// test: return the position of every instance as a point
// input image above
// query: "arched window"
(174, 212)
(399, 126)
══════
YOUR TASK:
Present all the data above as a numbered list, one line per item, leaving out any blank lines.

SOLUTION TO THIS PROBLEM:
1. // test: return the position of every instance as a point
2. // input image above
3. // query: "arched window"
4. (174, 212)
5. (399, 126)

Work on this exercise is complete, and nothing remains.